* **WHAT IS NEEDED**:
Only an exact retyping of all the entries counts as an answer.

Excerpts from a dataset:
BEGIN

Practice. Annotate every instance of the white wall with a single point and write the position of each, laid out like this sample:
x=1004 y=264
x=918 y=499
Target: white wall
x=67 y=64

END

* **EXERCISE RESULT**:
Practice. Annotate every instance of the white wall with a single point and write the position of each, laid out like this sample:
x=1004 y=264
x=918 y=499
Target: white wall
x=67 y=64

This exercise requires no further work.